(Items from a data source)
'''

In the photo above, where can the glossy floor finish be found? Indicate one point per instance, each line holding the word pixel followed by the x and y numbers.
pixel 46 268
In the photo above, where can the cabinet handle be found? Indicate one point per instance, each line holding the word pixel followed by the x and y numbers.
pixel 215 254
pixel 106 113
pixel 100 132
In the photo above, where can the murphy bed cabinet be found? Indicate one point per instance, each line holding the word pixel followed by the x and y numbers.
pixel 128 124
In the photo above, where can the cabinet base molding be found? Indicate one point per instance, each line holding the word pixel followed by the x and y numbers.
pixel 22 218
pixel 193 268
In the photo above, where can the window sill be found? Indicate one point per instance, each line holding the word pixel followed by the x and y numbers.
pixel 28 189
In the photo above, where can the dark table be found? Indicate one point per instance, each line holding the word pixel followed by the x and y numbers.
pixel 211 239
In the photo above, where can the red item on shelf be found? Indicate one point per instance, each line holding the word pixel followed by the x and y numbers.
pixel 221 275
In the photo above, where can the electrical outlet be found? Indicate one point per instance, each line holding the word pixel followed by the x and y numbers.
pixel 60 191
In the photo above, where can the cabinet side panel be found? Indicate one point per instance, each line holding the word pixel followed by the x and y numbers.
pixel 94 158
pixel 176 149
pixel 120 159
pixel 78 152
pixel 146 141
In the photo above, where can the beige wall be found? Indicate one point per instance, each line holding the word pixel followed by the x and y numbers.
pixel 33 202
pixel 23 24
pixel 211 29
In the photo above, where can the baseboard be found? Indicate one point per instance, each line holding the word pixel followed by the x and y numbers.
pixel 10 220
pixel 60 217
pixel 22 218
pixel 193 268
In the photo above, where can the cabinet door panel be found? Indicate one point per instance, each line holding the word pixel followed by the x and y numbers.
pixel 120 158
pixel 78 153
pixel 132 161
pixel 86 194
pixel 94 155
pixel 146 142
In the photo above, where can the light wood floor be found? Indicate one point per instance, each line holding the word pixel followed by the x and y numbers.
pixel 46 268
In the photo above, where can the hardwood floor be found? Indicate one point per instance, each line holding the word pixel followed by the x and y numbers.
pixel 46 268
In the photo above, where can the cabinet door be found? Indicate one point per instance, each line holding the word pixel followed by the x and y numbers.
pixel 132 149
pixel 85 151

'''

Written task:
Write out every one of these entries again, word for word and unchanged.

Solution to this task:
In the photo above, where can the glossy floor finish be found? Indicate one point per instance, each line holding the word pixel followed by the x and y numbers.
pixel 46 268
In the photo above, where can the cabinet handle be found? Indicate one point per instance, each line holding the word pixel followed by the x and y numbers.
pixel 215 254
pixel 106 113
pixel 100 132
In the photo above, where can the murphy bed cabinet be found? Indicate one point per instance, each line holding the word pixel followed by the x and y numbers.
pixel 128 124
In the photo above, where can the cabinet base molding be found? Indicate one point per instance, each line holding the word pixel followed by the x and y numbers.
pixel 22 218
pixel 193 268
In the photo above, where can the window sill be found? Indicate one point per instance, each line holding the word pixel followed by the x and y numbers.
pixel 28 189
In the photo above, where can the dark table be found? Indicate one point per instance, each line holding the word pixel followed by the x and y numbers.
pixel 211 239
In the photo above, where can the red item on shelf be found? Indicate one point per instance, each line holding the word pixel followed by the x and y numbers.
pixel 221 275
In the photo above, where can the electrical outlet be found? Indicate one point per instance, each line holding the word pixel followed by the x and y numbers.
pixel 60 191
In the photo above, where can the cabinet side panel be found? Indicate one point per instance, each line holding the word pixel followed by the x and y numbers.
pixel 94 158
pixel 176 149
pixel 120 159
pixel 78 152
pixel 146 141
In the photo above, where can the beige wall be found? Indicate one point per instance, each line holding the word pixel followed by the x and y numbers.
pixel 33 202
pixel 23 24
pixel 211 29
In the photo above, where can the baseboard be found? Indicate one point per instance, each line holding the word pixel followed by the x and y numbers.
pixel 10 220
pixel 60 217
pixel 22 218
pixel 193 268
In the photo above, where can the cabinet door panel be found? Indicate one point per instance, each line holding the word pixel followed by the x and y numbers.
pixel 120 158
pixel 78 153
pixel 132 161
pixel 86 194
pixel 94 155
pixel 146 142
In the photo above, where can the light wood floor be found? Indicate one point per instance, each line holding the word pixel followed by the x and y numbers.
pixel 46 268
In the photo above, where can the hardwood floor be found? Indicate one point per instance, each line holding the word pixel followed by the x and y numbers.
pixel 46 268
In the photo above, where can the cabinet door be found? Indicate one point per instance, each line holding the word pixel followed by the x and y numbers.
pixel 132 149
pixel 85 151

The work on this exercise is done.